### TEXT FOR ANALYSIS:

Beauty of the Beets

A great addition to your fall garden, beets are high in fiber, rich in vitamins A and C and delicious!

By Bonnie Burton


Growing Well
Start with soil. Beets grow best in loamy, acid soils (pH levels ranging between 6.0 and 7.5). If your soil is heavy clay, rocky, hard, or alkaline, mix in an inch or so of compost. Add a bit of wood ash, if handy, because its rich supply of potassium enhances root growth. If in the past you've harvested beets with black, hard spots in the flesh, they've suffered from the aptly named disease black heart, which is caused by a boron deficiency. Adding compost to the soil or spraying plants with seaweed extract will help somewhat, but if the symptoms persist, have your soil tested

Thin is in. Beets aren't fond of crowds, so when sowing the seeds, plant them about 1 inch deep and 3 to 4 inches apart, or sow them closer together and use the thinnings later for salad fixings. 

Mulch makes right. Spread a layer of grass clippings, shredded leaves, or straw around your beet patch to help keep the moisture consistent—that's essential for uniform root growth. Be sure to mulch well in spring to protect your beets from unexpected hot spells. 

For containers. Get a pot that's at least 12 inches deep, and you can grow beets on your deck, suggests Lance Frazon, of John Scheepers Kitchen Garden Seeds in Bantam, Connecticut. "Beets are a natural for containers," he says, adding, "just make sure the containers are watered more than an in-the-ground garden."

Point-per-instance localization data:
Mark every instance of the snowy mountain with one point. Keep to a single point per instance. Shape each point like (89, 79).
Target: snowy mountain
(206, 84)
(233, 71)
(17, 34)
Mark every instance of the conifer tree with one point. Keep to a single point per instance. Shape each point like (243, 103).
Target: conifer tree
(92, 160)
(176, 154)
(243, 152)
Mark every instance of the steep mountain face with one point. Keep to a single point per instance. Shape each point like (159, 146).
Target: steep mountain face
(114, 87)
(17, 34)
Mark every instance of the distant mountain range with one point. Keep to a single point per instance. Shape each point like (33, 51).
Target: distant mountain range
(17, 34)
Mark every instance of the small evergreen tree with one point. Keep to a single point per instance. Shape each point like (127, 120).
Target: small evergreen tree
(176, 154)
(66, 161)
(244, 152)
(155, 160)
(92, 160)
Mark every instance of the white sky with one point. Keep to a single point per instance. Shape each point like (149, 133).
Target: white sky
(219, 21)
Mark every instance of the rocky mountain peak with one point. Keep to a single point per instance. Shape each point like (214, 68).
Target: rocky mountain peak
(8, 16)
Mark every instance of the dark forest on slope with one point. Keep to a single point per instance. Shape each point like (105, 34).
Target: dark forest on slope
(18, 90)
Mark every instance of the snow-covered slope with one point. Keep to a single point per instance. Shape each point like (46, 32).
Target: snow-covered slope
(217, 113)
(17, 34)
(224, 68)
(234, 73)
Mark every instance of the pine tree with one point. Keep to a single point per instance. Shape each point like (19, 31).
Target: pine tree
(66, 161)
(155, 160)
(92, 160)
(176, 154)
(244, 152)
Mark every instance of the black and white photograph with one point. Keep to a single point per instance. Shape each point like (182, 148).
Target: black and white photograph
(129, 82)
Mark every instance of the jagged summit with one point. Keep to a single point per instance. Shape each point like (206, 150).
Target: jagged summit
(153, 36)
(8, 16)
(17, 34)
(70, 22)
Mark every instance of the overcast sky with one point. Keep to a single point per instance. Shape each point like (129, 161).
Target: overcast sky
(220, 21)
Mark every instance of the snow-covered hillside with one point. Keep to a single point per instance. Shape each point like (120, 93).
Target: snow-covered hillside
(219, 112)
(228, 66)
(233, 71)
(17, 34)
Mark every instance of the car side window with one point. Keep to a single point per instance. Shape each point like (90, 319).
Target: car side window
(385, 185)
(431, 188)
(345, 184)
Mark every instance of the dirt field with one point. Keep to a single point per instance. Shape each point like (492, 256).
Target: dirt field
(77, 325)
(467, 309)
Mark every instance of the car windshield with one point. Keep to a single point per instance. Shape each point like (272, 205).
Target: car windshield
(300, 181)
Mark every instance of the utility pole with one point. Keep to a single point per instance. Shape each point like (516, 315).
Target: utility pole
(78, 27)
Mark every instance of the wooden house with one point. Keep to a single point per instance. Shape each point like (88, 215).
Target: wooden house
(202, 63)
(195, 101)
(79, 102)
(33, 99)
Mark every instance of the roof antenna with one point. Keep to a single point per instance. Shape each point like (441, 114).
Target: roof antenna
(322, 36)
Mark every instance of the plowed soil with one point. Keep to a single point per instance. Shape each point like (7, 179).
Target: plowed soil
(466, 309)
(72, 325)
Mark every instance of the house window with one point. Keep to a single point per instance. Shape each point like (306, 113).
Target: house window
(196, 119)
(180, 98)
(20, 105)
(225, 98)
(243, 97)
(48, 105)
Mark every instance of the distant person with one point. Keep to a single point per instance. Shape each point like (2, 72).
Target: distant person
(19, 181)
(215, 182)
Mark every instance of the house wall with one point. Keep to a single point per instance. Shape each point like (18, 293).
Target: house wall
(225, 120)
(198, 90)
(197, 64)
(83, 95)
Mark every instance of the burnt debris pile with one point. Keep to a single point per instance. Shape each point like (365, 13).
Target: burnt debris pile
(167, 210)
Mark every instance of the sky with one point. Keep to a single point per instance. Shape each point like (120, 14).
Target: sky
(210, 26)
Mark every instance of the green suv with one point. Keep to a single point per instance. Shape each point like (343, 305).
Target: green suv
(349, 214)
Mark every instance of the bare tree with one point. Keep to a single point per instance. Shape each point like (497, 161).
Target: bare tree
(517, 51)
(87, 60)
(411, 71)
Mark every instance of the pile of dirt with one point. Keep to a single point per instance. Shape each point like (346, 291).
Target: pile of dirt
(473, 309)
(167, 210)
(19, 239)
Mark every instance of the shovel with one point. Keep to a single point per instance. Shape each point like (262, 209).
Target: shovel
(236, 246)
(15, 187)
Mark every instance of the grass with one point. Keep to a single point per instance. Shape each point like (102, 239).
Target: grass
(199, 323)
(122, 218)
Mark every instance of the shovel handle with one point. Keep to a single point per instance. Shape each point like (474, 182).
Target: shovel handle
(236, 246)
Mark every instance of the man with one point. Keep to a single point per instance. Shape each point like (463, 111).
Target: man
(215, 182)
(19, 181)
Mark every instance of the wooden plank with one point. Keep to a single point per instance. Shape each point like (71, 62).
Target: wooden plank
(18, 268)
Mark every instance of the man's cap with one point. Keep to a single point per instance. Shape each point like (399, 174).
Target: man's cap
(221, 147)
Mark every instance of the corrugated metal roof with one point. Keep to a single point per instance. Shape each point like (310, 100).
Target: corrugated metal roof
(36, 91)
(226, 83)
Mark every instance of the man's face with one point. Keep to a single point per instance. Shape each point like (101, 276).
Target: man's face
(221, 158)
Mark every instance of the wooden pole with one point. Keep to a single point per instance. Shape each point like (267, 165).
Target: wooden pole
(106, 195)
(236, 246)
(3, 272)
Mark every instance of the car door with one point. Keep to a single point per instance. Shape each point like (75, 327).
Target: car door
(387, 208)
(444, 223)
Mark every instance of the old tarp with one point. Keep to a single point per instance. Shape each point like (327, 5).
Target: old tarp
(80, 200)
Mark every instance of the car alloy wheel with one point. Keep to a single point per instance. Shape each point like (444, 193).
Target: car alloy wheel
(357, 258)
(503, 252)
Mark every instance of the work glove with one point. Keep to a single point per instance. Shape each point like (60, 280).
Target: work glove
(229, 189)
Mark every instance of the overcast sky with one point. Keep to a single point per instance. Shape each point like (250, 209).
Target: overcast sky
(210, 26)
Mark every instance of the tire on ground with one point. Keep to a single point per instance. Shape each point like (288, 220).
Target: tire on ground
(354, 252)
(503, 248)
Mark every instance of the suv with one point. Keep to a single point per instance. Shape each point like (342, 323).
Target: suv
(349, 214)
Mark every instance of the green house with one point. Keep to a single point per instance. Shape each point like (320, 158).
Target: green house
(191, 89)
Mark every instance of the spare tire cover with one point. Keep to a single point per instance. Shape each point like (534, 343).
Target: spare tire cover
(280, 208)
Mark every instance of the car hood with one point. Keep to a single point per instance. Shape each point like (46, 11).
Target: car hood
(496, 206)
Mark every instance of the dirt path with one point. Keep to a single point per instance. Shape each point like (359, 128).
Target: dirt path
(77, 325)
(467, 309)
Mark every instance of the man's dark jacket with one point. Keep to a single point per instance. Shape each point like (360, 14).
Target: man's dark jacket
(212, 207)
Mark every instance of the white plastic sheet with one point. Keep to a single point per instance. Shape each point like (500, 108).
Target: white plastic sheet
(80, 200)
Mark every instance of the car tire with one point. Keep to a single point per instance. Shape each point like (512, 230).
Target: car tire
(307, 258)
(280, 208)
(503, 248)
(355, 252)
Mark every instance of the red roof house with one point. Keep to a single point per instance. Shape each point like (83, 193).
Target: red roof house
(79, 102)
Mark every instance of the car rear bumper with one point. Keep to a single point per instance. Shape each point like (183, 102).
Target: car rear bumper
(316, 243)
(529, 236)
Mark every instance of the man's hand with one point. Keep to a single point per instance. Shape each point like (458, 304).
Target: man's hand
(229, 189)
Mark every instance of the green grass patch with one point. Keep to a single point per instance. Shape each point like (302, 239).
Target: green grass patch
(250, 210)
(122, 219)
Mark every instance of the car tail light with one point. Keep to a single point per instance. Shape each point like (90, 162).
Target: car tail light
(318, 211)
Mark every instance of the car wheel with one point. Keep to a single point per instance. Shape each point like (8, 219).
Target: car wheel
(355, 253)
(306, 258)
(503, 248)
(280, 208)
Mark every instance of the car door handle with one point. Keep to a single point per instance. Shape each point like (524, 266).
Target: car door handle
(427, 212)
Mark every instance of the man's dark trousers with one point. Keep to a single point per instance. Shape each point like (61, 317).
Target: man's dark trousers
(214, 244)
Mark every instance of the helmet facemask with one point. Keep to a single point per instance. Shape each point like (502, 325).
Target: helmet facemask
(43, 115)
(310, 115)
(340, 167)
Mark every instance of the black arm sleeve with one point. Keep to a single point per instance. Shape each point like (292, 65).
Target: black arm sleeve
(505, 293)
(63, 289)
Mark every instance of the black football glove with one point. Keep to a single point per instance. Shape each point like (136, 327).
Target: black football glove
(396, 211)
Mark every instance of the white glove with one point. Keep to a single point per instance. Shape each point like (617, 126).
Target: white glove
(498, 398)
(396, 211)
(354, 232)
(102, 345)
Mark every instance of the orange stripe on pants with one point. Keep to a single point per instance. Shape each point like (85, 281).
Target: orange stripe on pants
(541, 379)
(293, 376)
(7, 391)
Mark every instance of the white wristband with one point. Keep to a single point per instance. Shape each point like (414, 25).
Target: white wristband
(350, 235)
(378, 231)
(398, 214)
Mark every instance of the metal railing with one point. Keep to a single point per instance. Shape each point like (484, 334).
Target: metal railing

### EXERCISE INSTRUCTIONS:
A. Answer these about the beet-growing article:
(i) What pH range do beets grow best in?
(ii) How deep should beet seeds be planted?
(iii) How deep must a pot be for growing beets?
B. Write a continuation of the beet-growing article, starting after its last sentence.

### ANSWERS PROVIDED:
A.
(i) Between 6.0 and 7.5.
(ii) About 1 inch deep.
(iii) At least 12 inches deep.

B.
Rotation resistance. Beets are relatively disease and pest free, and even the problems they do have are relatively easy to manage organically. For instance, you can prevent diseases by rotating crops of beets, spinach, and Swiss chard with other types of vegetables. And use cover crops during the off-season, 
advises George Abawi, Ph.D., a plant pathologist at Cornell University. 

Miners not major. Beet-leaf miners (Pegomya hyoscyami) can become a problem, but even if they do get into your beet leaves, says Mary Ballon, owner of West Coast Seeds in Delta, British Columbia, you can just tear off the damaged portion. She favors the "two fingers" method as the best way to control this pest, which tunnels into the leaves. "Do a daily inspection of the leaves by feeling around the leaves for any bumps, and apply two fingers," Ballon says with a laugh. "It is the only pest that sits still to be squished!" To keep leaf miners and other pests away, simply place row covers over your beets during the insects' busiest time between May and late June.